Rewrite every line of the records below, substituting "marker" for "pin" and leaving everything else unchanged.
------ Material shown ------
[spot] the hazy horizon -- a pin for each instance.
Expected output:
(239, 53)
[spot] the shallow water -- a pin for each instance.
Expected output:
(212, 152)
------
- [Result for this exercise]:
[spot] the hazy horizon -- a marker for each instance.
Expected output:
(239, 53)
[spot] the shallow water -- a marker for each instance.
Expected output:
(212, 152)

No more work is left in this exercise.